Exercise objective:
Reproduce, word for word, the stretch of the matrix computation passage below from "According to the" through "of training data.".

Extract:
——————————

According to the equations above, every element \(l\left( {{{\mathbf{x}}_{kj}}} \right) \) of the \(k\hbox {th}\) row in matrix \({\mathbf{L}}\) is the \(k\hbox {th}\) neighbor which correlates with training data \({{\mathbf{x}}_k}\). \(g\left( {{{\mathbf{w}}_i}{{\mathbf{x}}_k} + {b_i}} \right) \) referred as the \(i\hbox {th}\) element of \(k\hbox {th}\) row in hidden layer output matrix \({\mathbf{H}}\), which is computed by input training data \({{\mathbf{x}}_k}\). Both matrix correlate with the same group of input training data \({{\mathbf{x}}_k}\), and have no relation with other groups of training data.

3.2 Distributed matrix multiplication on MapReduce

From the analysis above, the computation of matrix \({\mathbf{Q}}\) can be achieved through MapReduce framework. Here is a detailed description of accomplishing distributed computation in matrix \({\mathbf{Q}}\).

3.2.1 Distributed computing of \({\mathbf{Q}}\)

——————————

Recorded data:

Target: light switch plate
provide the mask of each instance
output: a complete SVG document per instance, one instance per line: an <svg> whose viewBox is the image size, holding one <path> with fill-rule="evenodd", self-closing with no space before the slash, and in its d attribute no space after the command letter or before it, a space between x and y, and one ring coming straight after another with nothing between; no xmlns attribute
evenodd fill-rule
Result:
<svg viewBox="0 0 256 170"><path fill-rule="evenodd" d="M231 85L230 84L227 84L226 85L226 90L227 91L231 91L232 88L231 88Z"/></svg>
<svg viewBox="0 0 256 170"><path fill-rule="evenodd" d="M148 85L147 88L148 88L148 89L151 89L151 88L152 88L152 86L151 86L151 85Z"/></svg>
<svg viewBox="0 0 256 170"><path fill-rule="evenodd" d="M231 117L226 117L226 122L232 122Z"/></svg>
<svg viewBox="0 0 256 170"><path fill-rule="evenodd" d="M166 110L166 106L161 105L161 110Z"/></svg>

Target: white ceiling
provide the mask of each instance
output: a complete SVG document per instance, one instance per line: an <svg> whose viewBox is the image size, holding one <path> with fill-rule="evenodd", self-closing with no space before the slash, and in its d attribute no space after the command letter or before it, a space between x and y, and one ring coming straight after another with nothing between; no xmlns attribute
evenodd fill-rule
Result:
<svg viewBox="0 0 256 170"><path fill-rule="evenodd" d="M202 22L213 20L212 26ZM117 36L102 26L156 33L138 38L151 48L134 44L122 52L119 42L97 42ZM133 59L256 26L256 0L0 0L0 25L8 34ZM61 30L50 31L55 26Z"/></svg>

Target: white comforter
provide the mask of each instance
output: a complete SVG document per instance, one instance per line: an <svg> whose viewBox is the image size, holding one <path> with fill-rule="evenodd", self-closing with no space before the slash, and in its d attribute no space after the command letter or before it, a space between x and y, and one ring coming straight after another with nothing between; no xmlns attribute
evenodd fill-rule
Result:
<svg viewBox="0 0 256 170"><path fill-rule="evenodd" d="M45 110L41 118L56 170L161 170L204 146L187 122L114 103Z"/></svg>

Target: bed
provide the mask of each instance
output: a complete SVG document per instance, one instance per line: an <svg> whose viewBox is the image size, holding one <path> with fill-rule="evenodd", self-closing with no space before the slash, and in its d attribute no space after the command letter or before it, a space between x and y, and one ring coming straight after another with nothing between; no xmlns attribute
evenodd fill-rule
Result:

——————————

Task answer:
According to the equations above, every element \(l\left( {{{\mathbf{x}}_{kj}}} \right) \) of the \(k\hbox {th}\) row in matrix \({\mathbf{L}}\) is the \(k\hbox {th}\) neighbor which correlates with training data \({{\mathbf{x}}_k}\). \(g\left( {{{\mathbf{w}}_i}{{\mathbf{x}}_k} + {b_i}} \right) \) referred as the \(i\hbox {th}\) element of \(k\hbox {th}\) row in hidden layer output matrix \({\mathbf{H}}\), which is computed by input training data \({{\mathbf{x}}_k}\). Both matrix correlate with the same group of input training data \({{\mathbf{x}}_k}\), and have no relation with other groups of training data.